┌─ Data in this exercise

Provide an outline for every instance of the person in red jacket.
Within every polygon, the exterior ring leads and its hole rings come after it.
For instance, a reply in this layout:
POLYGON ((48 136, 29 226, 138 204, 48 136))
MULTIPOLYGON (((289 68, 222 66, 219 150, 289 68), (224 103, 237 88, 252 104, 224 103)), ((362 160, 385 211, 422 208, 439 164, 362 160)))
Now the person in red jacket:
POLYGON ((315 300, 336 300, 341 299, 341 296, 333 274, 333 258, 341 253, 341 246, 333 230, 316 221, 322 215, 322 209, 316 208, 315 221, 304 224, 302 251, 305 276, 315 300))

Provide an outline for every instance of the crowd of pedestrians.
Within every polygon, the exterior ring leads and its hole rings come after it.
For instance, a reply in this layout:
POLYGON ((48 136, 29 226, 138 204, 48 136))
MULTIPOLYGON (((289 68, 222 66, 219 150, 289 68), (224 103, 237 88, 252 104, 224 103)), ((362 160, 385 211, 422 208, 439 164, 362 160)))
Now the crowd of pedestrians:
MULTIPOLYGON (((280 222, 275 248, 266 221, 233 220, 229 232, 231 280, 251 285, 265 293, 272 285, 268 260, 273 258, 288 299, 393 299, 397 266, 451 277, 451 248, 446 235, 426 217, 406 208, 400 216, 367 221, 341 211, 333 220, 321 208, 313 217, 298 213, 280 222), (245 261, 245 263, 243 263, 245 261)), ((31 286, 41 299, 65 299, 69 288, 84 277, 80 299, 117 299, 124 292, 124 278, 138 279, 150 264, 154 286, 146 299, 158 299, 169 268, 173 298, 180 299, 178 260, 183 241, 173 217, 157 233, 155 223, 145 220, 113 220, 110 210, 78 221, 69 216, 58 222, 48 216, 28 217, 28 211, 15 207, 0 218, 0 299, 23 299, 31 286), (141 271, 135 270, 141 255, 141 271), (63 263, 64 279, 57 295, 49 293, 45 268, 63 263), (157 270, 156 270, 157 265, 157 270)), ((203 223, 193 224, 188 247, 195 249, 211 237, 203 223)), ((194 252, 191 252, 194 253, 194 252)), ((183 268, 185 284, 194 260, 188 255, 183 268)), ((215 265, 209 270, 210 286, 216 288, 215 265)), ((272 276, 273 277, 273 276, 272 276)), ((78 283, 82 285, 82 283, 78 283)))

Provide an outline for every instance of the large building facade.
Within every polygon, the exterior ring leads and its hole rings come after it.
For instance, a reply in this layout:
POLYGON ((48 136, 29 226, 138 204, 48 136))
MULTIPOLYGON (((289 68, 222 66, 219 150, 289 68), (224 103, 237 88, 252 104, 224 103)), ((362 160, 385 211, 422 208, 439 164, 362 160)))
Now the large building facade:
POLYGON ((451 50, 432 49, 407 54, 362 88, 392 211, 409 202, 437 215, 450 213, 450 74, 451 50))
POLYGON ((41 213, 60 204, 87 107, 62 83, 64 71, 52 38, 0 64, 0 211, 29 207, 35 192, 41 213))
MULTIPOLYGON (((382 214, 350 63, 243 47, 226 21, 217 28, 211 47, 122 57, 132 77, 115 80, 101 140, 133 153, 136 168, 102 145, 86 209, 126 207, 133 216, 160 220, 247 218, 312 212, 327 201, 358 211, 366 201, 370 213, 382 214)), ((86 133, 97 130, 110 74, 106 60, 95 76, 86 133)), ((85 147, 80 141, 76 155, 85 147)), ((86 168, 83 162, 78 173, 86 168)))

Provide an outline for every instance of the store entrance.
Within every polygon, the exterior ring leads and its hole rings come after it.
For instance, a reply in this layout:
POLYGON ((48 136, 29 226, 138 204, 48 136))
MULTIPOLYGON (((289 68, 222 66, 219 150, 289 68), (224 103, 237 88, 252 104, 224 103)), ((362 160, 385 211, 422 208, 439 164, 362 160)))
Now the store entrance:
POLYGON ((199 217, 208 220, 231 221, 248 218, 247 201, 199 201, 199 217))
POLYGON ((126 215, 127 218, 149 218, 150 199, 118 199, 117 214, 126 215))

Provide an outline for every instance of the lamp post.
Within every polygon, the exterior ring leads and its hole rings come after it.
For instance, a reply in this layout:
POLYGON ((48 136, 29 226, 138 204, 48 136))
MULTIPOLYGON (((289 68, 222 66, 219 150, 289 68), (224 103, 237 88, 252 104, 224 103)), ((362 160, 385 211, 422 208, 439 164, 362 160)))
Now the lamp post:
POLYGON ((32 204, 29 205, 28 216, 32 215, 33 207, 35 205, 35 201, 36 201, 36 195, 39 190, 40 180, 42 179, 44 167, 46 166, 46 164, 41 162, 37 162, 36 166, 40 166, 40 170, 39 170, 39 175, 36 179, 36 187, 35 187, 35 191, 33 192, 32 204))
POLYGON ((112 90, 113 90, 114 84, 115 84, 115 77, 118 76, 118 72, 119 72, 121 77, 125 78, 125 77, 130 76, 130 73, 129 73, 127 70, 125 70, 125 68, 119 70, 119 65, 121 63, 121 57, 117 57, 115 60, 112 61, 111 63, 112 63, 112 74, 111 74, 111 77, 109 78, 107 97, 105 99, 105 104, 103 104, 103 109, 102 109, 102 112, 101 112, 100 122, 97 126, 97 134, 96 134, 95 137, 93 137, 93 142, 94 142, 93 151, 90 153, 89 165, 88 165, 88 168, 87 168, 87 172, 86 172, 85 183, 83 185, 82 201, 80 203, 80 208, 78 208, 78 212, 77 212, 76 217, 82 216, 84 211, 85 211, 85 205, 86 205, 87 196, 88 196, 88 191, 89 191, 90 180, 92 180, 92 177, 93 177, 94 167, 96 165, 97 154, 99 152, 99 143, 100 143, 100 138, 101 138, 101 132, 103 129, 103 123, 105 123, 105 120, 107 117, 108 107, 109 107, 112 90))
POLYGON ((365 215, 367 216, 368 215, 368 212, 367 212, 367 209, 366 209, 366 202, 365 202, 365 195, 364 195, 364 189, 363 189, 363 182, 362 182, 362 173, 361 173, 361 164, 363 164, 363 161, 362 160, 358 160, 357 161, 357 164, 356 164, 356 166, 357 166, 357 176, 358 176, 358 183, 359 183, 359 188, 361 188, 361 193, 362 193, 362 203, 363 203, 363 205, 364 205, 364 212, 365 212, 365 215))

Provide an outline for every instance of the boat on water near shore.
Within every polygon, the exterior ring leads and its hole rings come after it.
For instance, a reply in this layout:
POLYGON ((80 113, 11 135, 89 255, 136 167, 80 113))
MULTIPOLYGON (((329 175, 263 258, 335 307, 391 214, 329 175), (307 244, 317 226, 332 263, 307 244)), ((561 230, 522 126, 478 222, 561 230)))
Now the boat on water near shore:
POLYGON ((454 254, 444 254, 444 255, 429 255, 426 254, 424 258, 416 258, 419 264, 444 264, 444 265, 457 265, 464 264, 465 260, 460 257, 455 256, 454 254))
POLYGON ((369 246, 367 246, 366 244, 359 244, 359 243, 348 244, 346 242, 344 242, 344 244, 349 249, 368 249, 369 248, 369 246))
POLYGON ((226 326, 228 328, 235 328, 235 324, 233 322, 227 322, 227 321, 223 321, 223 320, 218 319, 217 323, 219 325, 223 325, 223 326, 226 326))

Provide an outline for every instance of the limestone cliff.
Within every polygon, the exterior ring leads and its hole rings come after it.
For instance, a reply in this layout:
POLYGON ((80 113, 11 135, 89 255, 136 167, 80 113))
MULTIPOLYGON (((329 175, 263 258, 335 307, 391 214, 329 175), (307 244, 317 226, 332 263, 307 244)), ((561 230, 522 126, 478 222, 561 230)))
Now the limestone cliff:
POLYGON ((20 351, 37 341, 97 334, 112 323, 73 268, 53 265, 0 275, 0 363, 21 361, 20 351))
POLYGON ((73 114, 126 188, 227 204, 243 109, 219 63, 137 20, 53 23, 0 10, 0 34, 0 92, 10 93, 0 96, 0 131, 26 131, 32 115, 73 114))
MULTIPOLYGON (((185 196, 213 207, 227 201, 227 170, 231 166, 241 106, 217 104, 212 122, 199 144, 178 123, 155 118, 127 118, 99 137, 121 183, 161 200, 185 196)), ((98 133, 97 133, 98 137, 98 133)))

└─

Given task: Copy out the lines between the one containing "Provide an outline for every instance of the store" and the one containing "POLYGON ((365 215, 367", inclusive, without changing them.

Finished answer:
Provide an outline for every instance of the store entrance.
Within every polygon, the exterior ring leads and its hole rings come after it.
For instance, a reply in this layout:
POLYGON ((48 136, 29 226, 138 204, 48 136))
MULTIPOLYGON (((289 68, 222 66, 219 150, 289 68), (224 103, 237 88, 252 104, 224 103)), ((362 160, 385 211, 422 208, 439 164, 362 160)))
Now the store entrance:
POLYGON ((199 217, 208 220, 231 221, 248 218, 247 201, 199 201, 199 217))
POLYGON ((126 215, 127 218, 149 218, 150 199, 118 199, 117 214, 126 215))

Provide an outline for every instance of the lamp post.
Within every polygon, the exterior ring leads and its hole rings come after it.
For instance, a reply in this layout:
POLYGON ((48 136, 29 226, 138 204, 48 136))
MULTIPOLYGON (((289 68, 222 66, 219 150, 289 68), (224 103, 237 88, 252 104, 224 103)), ((362 160, 385 211, 422 208, 439 164, 362 160)))
Now the lamp post:
POLYGON ((32 204, 29 205, 28 216, 32 215, 33 207, 35 205, 35 201, 36 201, 36 195, 39 190, 40 180, 42 179, 44 167, 46 166, 46 164, 41 162, 37 162, 36 166, 40 166, 40 170, 39 170, 39 175, 36 179, 36 187, 35 187, 35 191, 33 192, 32 204))
POLYGON ((112 90, 113 90, 114 84, 115 84, 115 77, 118 76, 118 72, 119 72, 121 77, 125 78, 125 77, 130 76, 130 73, 129 73, 127 70, 125 70, 125 68, 119 70, 119 65, 121 63, 121 57, 117 57, 115 60, 112 61, 111 63, 112 63, 112 74, 111 74, 111 77, 109 78, 107 97, 105 99, 105 104, 103 104, 103 109, 102 109, 102 112, 101 112, 100 122, 97 126, 97 134, 96 134, 95 137, 93 137, 93 142, 94 142, 93 151, 90 153, 89 165, 88 165, 88 168, 87 168, 87 172, 86 172, 85 183, 83 185, 82 201, 80 203, 80 208, 78 208, 78 212, 77 212, 76 217, 82 216, 84 211, 85 211, 85 205, 86 205, 87 196, 88 196, 88 191, 89 191, 90 180, 92 180, 92 177, 93 177, 94 167, 96 165, 97 154, 99 152, 99 143, 100 143, 100 138, 101 138, 101 132, 103 129, 103 123, 105 123, 105 120, 107 117, 108 107, 109 107, 112 90))
POLYGON ((365 215, 367 216, 368 215, 368 212, 367 212, 367 209, 366 209, 366 202, 365 202, 365 195, 364 195, 364 189, 363 189, 363 182, 362 182, 362 173, 361 173, 361 164, 363 164, 363 161, 362 160, 358 160, 357 161, 357 164, 356 164, 356 166, 357 166, 357 176, 358 176, 358 183, 359 183, 359 188, 361 188, 361 193, 362 193, 362 203, 363 203, 363 205, 364 205, 364 212, 365 212, 365 215))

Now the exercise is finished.